**** Excerpted passage

We need a new, aspirational Green Dream, one that keeps us within our planet’s boundaries.

This is a dream that would consist of new products with lower footprints (e.g., alternative proteins, eco-friendly homes, algae-based materials for clothes, products that are part of a Circular Economy), new ways of doing today’s activities (e.g., traveling via electric vehicles, cycling or walking, deriving energy from smart microgrids, greater recycling shown on screen), new jobs and activities in areas that were not needed or recognized in the past to restore and regenerate our planet’s health (e.g., coral growing efforts, beach cleanups, working in new industries of negative carbon emission technologies, developing natural climate solutions).

Such products and activities can both inspire a new generation of innovators and entrepreneurs, as well as help shift the consumption patterns of billions around the world.  We’ve seen in the past how movies have driven the consumption of cigarettes, fast cars, fashion and glamorous tourist destinations through film productions such as the James Bond franchise. 

Indeed, many of the solutions to keep the next cohort of middle class households within our planetary boundaries, already exist and need to rapidly move from laboratories to the real world within the next decade.

Hollywood as a driver of change

Current sustainability initiatives in Hollywood are insufficient and insular.  To date, efforts have focused on several activist actors and actresses speaking out on environmental issues, internal efforts to reduce the environment footprint of each production set, and disaster movies (e.g., The Day After Tomorrow, An Inconvenient Truth, Geostorm, Snowpiercer). 

Whilst many lead actors and actresses speak out in favor of environmental causes, if an assessment was ever conducted on their characters’ carbon and environmental footprints - in addition to their characters’ finances - it would not be sustainable for fans to follow such lifestyles.

It is not unprecedented for Hollywood to inspire a new generation of technological innovation, a case of life imitating art. A version of the Health Tricorder from the 1970s Star Trek has now been developed via a Qualcomm X-Prize; flying cars from Back to the Future and the Jetsons are finally close to launch among several Silicon Valley companies; several futuristic technologies shown in Stephen Spielberg’s 2002 movie Minority Report, have already been released.

A new category of Green Oscars?

Could a Green Oscar be the right path to both reflect and shift the world’s consumption patterns? It is not unprecedented for the Academy of Motion Picture Arts and Sciences – who are responsible for the Oscars – to introduce or retire awards to ensure movie making remains relevant to the issues audiences and filmmakers care about.  Today, there are 24 categories of film-making, with 7 categories having been retired over the past 92 years, and discussion in 2018 around a new category for the most ‘Outstanding Popular Film.’

A new category for a ‘Green Oscar’ could motivate the ingenuity and creativity of the same Hollywood scriptwriters and imagineers who gave us such innovations as Back to the Future’s Flux Capacitor, the MCU’s Infinity Stones, and Harry Potter’s wands, spells and potions to develop aspirational new ways to frame solutions to our climate and planetary crisis. Climate solutions should be inspiring, not tedious.

With viewership at the latest Academy Awards at its lowest, could a Green Oscar category, raise its relevance among a newer, younger generation who are more environmentally minded, and who wish to see a more realistic depiction of the futures they are likely to experience, in the face of an impending Planetary Environment Crisis.

Sure, a new oscar category may not be a solution in itself, but could trigger a much larger force for change as Hollywood has repeatedly shown it is capable of over a century adapting to challenges and inventions of sound, color, TV, multiplexes, VHS tapes, online piracy, streaming and shifting value systems over this time.

We urgently need to glamorize the more sustainable lifestyles of the future, for our sakes and the planets.

********
**** Extracted material

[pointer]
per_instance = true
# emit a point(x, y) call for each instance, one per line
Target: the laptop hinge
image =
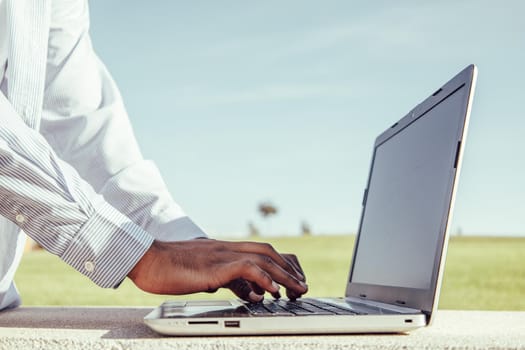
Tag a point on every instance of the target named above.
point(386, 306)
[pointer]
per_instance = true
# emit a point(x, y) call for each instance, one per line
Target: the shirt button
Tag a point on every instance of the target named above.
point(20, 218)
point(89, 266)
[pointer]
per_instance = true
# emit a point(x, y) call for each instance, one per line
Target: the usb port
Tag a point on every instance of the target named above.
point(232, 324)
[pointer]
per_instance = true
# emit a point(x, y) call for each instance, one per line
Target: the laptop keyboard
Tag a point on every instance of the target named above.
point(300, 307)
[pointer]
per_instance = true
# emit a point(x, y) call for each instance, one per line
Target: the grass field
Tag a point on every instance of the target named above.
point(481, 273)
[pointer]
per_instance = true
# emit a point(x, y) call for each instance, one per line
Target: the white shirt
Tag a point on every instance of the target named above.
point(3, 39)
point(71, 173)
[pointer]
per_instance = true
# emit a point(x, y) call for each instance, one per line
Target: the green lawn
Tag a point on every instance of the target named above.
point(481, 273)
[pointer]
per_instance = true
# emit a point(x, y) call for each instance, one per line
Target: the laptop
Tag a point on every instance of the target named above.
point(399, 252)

********
**** Extracted material

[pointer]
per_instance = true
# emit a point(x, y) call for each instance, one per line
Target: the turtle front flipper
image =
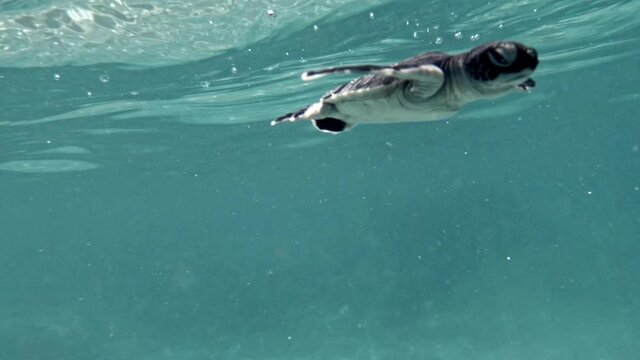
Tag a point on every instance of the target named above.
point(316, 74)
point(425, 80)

********
**** Extracted material

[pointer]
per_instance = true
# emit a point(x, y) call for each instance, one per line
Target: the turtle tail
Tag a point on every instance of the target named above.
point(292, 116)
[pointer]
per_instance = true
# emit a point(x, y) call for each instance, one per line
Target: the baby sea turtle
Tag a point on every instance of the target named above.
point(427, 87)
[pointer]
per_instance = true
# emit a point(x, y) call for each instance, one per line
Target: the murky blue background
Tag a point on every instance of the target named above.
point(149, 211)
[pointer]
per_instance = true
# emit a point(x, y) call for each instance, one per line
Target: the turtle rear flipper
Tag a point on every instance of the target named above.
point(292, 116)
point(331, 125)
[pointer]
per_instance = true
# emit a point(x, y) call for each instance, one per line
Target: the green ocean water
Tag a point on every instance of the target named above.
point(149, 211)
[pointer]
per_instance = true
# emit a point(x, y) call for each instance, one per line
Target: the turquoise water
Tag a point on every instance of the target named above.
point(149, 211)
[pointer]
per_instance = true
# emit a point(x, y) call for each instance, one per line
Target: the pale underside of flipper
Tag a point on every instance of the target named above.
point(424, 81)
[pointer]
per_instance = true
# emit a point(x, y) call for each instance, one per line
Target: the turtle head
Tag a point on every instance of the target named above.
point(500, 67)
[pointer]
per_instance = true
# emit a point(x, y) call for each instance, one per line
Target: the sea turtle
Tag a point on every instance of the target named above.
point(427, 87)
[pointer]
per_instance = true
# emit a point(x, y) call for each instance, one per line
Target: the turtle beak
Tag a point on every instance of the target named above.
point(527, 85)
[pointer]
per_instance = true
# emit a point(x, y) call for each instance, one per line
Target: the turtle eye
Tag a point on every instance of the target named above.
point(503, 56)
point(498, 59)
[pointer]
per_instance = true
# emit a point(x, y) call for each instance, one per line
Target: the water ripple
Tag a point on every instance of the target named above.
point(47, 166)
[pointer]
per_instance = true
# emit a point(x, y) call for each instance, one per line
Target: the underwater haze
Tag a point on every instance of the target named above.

********

# Problems to work on:
1: Answer these questions about the Green Oscar passage:
(a) Which franchise is named as having driven the consumption of cigarettes, fast cars, fashion and glamorous tourist destinations?
(b) Through what has a version of the Health Tricorder now been developed?
(c) How many categories of film-making are there today?
2: Please restate the Green Oscar passage from the words containing "It is not unprecedented for Hollywood" through "of Green Oscars?", replacing "Health Tricorder" with "medical scanner".

# Answers in order:
1:
(a) The James Bond franchise.
(b) A Qualcomm X-Prize.
(c) 24.

2:
It is not unprecedented for Hollywood to inspire a new generation of technological innovation, a case of life imitating art. A version of the medical scanner from the 1970s Star Trek has now been developed via a Qualcomm X-Prize; flying cars from Back to the Future and the Jetsons are finally close to launch among several Silicon Valley companies; several futuristic technologies shown in Stephen Spielberg’s 2002 movie Minority Report, have already been released.

A new category of Green Oscars?